Point-based annotation data
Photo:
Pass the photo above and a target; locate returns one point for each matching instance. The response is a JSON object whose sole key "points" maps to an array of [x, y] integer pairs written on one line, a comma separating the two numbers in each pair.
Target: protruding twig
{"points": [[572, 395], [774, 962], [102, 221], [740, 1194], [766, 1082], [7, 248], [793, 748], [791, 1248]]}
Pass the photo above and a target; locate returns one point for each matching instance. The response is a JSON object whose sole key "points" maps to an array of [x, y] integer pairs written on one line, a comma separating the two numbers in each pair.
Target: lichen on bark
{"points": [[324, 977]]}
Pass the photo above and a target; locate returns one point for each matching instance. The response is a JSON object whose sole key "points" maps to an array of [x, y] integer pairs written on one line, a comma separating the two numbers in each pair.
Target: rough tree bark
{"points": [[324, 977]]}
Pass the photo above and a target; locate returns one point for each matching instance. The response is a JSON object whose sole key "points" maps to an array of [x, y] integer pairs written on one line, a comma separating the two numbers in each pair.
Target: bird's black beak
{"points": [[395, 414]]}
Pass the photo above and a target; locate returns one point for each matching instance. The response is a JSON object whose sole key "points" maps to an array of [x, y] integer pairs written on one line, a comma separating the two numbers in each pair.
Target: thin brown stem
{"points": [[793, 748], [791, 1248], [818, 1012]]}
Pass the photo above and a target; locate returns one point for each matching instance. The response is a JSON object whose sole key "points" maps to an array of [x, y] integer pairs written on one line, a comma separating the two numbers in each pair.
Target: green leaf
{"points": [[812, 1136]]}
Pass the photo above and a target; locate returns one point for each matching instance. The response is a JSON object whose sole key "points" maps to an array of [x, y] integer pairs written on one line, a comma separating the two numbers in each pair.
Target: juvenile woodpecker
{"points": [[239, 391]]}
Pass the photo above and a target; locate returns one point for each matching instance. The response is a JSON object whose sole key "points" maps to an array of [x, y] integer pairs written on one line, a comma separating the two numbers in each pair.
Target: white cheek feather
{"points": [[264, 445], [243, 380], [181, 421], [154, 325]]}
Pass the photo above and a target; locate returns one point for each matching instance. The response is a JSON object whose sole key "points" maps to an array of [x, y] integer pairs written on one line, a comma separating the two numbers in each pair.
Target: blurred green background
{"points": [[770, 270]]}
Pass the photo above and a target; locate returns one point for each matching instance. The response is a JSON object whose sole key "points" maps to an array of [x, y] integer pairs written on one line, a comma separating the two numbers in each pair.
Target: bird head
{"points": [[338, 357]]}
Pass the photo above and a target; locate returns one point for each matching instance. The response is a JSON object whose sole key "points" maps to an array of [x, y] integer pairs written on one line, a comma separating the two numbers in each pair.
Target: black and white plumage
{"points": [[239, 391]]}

_Aim of the task_
Repeat the material above in full, keeping every word.

_Finished answer_
Photo:
Pass the photo above and a target; locate returns one point for each matching instance. The response is a JSON object whose sole key "points" maps to an array of [x, y] integer pairs written on one line, a comma separating the two numbers in each pair.
Target: protruding twig
{"points": [[572, 395], [774, 962], [102, 221], [740, 1194], [766, 1082], [7, 248], [793, 748], [791, 1248]]}
Pass the photo above and a target; locate returns one point for each matching instance. The response is a JSON object whose sole key "points" maps to an array of [x, y] integer pairs written on one line, a comma separating the two numbers in each pair.
Target: lichen on bark
{"points": [[324, 977]]}
Pass the photo above and a target; locate returns one point for each matching instance. The response is a JSON object whose sole key "points" maps to an array of [x, y] integer pairs written on one line, a comma separating the two numbers in each pair.
Target: rough tree bark
{"points": [[324, 977]]}
Pass the photo above and a target; locate returns one point for each matching instance. The response is a JSON object whose sole key "points" maps to an array of [x, y] integer pairs written on one line, a comma separating the two numbers in each pair.
Target: bird's black beak
{"points": [[395, 414]]}
Pass the photo above and a target; locate returns one point for each matching instance. The response is a JSON object whose sole key "points" maps to an array of [x, y] integer pairs written on one line, a comma separating the two numbers in each pair.
Target: thin brown stem
{"points": [[793, 748], [791, 1248], [818, 1012]]}
Pass the photo above and a target; locate returns one point for each matching instance. The response is a JSON object whose sole key "points" maps to an array of [x, y] integer pairs written on one line, a comma separating the two numbers in each pair.
Target: green leaf
{"points": [[812, 1136]]}
Pass the photo above and a target; locate returns one point for each matching instance. The response is a JSON object whose sole key "points" maps to an array of [x, y] integer pairs written on one line, a comma separating the two numbers in each pair.
Target: juvenile woodpecker
{"points": [[239, 391]]}
Pass the photo above and a target; locate returns one point for each matching instance. The response is a JSON object whose sole key "points" maps to an array of [x, y] integer pairs written on one line, a comma separating the two numbers in each pair.
Target: white cheek feather
{"points": [[264, 445], [243, 380], [181, 421], [154, 325]]}
Pass the photo above and a target; locate returns one point for each matching instance. The response is a JSON object whose sole key "points" maps to an array of [x, y] integer pairs written on one line, a comma separating the two numbers in each pair.
Target: blurred green background
{"points": [[770, 270]]}
Pass the photo above and a target; locate returns one point for each matching instance. The response is a JSON object whose sole key "points" maps to an array of [x, y] integer pairs written on one line, a comma separating the two numbers in each pair.
Target: bird head
{"points": [[338, 357]]}
Pass the photo above and a target; locate returns one point for each matching instance. The response is a JSON object whose sole key "points" maps to an array of [x, y] integer pairs written on one line, a comma separating the two numbers in each pair.
Target: black and white plumage
{"points": [[239, 391]]}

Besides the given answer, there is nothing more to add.